In December 2001, the SEC requested that all registrants list their most “critical accounting polices” in the Management Discussion and Analysis. The SEC indicated that a “critical accounting policy” is one which is both important to the portrayal of a company’s financial condition and results, and requires management’s most difficult, subjective, or complex judgments, often as a result of the need to make estimates about the effect of matters that are inherently uncertain.

 

Going concern – The accompanying financial statements have been prepared on a going concern basis, which contemplates the realization of assets and the satisfaction of liabilities in the normal course of business. The Company has incurred cumulative net losses of $64,688,657 since its inception and requires capital for its contemplated operational and marketing activities to take place. The Company’s ability to raise additional capital through the future sales of common stock is unknown. The obtainment of additional financing, the successful development of the Company’s contemplated plan of operations, and its transition, ultimately, to the attainment of profitable operations are necessary for the Company to continue operations. The ability to successfully resolve these factors raise substantial doubt about the Company’s ability to continue as a going concern. The consolidated financial statements of the Company do not include any adjustments that may result from the outcome of these aforementioned uncertainties.

• **Tasks to carry out**
1. Write out the dataset rows word for word, covering the stretch from the very first row through the line containing "box: [0, 193, 400, 215]", with both of those lines included.
2. Carry the passage on critical accounting policies and going concern forward from its last sentence.

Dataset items
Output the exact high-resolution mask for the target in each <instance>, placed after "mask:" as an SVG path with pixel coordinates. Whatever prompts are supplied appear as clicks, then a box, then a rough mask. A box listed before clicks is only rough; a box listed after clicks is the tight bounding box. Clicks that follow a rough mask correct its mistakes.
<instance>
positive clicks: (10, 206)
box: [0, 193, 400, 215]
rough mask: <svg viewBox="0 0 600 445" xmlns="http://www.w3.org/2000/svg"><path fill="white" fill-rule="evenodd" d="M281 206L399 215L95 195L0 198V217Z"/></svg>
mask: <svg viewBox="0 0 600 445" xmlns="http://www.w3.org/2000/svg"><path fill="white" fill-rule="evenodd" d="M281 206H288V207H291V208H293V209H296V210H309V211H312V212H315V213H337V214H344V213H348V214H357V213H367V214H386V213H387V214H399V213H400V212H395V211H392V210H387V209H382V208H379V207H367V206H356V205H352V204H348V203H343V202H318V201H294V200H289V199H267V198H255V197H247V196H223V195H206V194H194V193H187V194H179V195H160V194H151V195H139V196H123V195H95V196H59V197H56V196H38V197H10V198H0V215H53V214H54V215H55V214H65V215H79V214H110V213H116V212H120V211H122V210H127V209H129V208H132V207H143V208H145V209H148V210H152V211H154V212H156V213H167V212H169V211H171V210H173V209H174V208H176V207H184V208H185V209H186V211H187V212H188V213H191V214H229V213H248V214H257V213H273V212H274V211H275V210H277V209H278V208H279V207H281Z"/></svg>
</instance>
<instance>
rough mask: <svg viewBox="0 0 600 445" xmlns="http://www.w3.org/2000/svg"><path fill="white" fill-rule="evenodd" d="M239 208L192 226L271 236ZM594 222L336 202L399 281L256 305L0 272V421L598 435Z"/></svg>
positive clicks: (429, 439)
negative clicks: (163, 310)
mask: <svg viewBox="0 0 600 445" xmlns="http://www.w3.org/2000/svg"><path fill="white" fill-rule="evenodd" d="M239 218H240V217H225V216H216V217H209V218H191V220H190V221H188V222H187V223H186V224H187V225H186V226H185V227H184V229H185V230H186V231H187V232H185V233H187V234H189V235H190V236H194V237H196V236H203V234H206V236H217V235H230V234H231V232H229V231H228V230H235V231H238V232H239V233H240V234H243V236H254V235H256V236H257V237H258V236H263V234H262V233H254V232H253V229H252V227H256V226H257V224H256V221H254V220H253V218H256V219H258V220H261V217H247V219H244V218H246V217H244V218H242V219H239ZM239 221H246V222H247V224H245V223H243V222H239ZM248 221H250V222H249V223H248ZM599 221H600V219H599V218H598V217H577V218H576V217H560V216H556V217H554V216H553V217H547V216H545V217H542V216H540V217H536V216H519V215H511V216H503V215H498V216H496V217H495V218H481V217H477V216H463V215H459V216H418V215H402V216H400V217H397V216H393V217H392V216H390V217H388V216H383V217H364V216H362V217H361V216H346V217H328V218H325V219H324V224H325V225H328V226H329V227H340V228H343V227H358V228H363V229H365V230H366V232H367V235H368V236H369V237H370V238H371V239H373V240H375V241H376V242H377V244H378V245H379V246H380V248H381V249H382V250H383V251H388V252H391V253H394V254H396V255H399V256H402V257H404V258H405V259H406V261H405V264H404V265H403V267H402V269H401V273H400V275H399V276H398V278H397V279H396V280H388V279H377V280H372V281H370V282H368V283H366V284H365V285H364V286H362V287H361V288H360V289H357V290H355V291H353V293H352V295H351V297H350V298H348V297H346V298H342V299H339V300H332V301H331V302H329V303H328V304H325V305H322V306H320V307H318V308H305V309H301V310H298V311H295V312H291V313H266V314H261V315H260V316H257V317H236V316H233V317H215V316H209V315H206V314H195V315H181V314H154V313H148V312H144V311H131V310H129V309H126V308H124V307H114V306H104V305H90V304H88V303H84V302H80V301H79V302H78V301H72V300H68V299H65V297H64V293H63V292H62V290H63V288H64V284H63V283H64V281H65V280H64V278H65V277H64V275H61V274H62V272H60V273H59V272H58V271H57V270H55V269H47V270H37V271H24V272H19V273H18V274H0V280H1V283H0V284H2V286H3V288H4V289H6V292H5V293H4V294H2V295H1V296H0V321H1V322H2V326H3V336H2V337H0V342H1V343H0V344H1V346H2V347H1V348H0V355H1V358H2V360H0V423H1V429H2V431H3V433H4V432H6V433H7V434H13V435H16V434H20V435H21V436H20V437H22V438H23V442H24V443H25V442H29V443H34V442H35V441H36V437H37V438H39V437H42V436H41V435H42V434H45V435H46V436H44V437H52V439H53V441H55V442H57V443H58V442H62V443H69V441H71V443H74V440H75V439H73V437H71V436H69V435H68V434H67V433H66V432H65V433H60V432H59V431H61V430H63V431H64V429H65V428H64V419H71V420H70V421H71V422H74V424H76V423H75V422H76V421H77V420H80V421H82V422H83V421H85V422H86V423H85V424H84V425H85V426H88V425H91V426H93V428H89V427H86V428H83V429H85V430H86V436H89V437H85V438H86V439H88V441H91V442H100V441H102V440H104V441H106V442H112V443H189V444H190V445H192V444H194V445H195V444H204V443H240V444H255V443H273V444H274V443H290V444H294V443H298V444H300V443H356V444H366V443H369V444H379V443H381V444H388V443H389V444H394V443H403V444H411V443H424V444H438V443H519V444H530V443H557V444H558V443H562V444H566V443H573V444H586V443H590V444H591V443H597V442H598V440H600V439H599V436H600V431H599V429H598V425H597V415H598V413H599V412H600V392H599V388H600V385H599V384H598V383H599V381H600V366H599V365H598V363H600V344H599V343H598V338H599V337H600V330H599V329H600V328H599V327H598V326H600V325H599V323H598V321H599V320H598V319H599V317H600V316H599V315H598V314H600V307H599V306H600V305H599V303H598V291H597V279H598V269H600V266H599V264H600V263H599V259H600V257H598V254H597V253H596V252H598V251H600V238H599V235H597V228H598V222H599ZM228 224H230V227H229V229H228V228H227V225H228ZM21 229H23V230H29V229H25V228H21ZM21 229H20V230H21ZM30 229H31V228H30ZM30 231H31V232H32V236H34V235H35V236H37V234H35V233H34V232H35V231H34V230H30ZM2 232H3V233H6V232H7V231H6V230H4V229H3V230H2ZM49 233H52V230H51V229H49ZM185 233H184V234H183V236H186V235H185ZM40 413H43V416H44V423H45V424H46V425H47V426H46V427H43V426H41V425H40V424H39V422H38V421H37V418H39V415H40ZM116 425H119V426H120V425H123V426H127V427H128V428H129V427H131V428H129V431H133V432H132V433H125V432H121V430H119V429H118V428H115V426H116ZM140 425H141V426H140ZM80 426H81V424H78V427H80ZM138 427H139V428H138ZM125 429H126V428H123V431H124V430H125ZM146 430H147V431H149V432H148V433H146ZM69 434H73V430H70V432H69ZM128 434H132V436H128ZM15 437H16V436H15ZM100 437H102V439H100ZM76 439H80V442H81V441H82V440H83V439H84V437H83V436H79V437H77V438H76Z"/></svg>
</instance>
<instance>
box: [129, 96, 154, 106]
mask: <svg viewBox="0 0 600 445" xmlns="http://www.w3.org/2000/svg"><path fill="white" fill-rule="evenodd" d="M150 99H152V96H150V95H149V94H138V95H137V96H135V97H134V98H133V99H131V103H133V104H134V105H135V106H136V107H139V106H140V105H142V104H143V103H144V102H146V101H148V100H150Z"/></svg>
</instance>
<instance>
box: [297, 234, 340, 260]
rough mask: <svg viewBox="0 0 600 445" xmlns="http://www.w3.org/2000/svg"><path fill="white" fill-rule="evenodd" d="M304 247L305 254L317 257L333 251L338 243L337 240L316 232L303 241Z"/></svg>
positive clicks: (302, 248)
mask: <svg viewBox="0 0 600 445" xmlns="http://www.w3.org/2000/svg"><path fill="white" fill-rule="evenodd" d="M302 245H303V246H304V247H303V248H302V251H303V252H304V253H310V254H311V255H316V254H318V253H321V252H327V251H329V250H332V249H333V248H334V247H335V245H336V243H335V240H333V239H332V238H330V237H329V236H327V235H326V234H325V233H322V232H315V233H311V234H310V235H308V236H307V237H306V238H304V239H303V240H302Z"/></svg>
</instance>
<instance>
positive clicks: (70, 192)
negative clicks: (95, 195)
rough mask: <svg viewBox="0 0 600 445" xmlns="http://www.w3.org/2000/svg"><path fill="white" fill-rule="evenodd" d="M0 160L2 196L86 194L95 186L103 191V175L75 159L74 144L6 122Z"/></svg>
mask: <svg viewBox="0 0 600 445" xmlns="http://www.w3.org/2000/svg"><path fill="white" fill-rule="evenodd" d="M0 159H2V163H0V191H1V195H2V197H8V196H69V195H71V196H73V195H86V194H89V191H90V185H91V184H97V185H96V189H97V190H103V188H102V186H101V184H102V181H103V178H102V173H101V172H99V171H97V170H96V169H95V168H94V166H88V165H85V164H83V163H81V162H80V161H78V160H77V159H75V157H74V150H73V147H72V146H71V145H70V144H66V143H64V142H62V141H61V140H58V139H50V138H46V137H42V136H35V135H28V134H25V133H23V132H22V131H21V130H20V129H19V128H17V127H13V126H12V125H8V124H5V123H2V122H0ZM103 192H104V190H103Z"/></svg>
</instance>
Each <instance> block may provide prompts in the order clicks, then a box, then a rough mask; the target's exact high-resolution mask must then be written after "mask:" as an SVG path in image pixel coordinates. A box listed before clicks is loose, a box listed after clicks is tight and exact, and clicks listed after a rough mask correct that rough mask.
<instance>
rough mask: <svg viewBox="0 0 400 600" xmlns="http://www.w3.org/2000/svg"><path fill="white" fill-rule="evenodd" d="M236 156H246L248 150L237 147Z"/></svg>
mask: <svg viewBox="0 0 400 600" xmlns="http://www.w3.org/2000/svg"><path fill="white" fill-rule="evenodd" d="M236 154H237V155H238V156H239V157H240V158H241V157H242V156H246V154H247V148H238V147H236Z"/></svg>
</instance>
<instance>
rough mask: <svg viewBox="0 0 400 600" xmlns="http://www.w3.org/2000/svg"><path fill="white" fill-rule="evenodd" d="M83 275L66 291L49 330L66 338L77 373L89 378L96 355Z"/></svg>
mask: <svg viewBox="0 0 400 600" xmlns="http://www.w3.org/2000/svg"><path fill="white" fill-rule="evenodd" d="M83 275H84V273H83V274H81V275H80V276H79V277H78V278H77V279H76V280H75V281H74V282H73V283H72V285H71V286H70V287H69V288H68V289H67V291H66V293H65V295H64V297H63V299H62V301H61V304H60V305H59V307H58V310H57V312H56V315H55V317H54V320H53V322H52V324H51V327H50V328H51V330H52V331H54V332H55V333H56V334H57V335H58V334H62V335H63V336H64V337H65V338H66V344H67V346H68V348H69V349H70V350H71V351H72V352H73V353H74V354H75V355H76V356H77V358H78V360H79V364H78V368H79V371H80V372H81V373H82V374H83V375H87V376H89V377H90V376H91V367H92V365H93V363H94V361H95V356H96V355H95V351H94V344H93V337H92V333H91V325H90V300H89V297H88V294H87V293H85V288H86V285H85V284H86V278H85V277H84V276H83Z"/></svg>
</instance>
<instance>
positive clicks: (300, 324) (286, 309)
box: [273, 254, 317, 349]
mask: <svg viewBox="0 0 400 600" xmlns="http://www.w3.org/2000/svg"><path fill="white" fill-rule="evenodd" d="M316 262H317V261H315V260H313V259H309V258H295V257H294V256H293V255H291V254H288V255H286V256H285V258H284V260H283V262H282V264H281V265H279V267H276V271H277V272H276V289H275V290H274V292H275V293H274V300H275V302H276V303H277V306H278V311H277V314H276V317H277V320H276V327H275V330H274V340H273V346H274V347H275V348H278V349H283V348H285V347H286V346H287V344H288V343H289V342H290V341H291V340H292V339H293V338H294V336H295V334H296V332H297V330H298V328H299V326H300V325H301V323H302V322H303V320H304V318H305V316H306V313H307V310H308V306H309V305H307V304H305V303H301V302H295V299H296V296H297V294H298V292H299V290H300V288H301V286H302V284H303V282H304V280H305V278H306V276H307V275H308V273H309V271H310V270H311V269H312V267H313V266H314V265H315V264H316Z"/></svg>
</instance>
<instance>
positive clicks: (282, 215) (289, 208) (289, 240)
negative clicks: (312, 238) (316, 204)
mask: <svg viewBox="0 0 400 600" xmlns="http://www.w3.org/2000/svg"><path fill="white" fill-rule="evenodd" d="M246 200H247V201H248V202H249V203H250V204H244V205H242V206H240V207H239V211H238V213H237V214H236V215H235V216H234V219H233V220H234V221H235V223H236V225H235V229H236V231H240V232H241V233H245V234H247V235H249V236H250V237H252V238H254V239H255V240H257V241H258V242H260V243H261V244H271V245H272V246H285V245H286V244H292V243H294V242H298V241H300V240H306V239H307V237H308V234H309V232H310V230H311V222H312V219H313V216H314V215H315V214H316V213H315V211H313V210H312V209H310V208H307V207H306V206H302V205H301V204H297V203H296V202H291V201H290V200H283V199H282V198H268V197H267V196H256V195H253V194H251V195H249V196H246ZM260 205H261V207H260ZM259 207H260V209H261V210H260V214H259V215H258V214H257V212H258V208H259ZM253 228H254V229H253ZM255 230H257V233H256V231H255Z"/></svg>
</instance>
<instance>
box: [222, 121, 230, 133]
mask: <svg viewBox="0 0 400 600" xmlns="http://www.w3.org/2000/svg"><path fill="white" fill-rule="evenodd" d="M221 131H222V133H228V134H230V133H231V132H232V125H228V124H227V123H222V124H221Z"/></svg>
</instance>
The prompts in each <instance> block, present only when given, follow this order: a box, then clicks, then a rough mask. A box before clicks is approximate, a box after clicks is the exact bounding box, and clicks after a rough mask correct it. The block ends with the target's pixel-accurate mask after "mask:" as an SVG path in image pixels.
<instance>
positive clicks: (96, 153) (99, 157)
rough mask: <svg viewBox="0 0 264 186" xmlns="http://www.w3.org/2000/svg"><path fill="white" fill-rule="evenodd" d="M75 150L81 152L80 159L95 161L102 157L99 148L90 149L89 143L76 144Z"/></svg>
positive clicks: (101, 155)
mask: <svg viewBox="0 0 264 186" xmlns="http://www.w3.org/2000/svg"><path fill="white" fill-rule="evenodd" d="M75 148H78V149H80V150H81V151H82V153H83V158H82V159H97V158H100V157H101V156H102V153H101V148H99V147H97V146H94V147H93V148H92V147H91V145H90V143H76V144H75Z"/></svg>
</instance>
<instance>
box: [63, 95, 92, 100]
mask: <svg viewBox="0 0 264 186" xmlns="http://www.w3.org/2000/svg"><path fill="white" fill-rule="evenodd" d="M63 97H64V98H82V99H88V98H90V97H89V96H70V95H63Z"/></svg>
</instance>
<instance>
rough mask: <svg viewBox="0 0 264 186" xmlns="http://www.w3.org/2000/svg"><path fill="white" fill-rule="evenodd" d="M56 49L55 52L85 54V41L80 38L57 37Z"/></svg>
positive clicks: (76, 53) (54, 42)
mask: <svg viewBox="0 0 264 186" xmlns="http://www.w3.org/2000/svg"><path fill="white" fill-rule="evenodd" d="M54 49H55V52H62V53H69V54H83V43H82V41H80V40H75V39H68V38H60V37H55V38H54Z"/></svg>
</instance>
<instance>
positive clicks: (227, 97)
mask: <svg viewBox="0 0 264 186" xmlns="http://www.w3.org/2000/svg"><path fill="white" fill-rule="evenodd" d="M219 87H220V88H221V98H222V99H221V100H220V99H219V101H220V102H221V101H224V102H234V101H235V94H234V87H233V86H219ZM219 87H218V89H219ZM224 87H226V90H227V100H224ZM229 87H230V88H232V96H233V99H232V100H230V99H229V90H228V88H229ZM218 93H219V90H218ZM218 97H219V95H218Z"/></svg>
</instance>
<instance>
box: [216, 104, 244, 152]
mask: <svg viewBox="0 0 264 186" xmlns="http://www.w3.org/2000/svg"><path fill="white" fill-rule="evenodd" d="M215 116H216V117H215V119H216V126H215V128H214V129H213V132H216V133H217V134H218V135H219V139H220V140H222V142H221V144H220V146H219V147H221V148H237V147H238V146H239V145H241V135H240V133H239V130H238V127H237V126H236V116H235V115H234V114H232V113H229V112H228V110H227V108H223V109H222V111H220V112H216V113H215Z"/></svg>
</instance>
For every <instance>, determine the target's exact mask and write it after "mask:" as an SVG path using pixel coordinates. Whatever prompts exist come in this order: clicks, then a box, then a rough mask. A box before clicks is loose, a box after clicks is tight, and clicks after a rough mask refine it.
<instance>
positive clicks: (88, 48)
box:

• **Responses by task**
1.
Output the exact high-resolution mask for the target in each <instance>, placed after "mask:" as an SVG path with pixel coordinates. Whatever prompts are supplied appear as clicks, then a box, then a rough mask. A box listed before clicks is only rough; a box listed after clicks is the tight bounding box. Clicks that follow a rough mask correct its mistakes.
<instance>
positive clicks: (10, 206)
box: [0, 193, 400, 215]

2.
 

Item 3 Quantitative and Qualitative Disclosures about Market Risk

 

Pursuant to Item 305(e) of Regulation S-K (§ 229.305(e)), the Company is not required to provide the information required by this Item as it is a “smaller reporting company,” as defined by Rule 229.10(f)(1).

 

Item 4 Controls and Procedures

 

(a) Our management is responsible for establishing and maintaining adequate internal control over financial reporting as defined in Rules 13a-15(f) and 15d-15(f) under the Exchange Act, and for the assessment of the effectiveness of internal control over financial reporting. As defined by the Securities and Exchange Commission, internal control over financial reporting is a process designed by, or under the supervision of our Principal Executive and Financial Officer and implemented by our Board of Directors, management, and other personnel, to provide reasonable assurance regarding the reliability of financial reporting and the preparation of our financial statements in accordance with U.S. generally accepted accounting principles.

 

Because of its inherent limitations, internal control over financial reporting may not prevent or detect misstatements. Also, projections of any evaluation of effectiveness to future periods are subject to the risk that controls may become inadequate because of changes in conditions, or that the degree of compliance with the policies or procedures may deteriorate.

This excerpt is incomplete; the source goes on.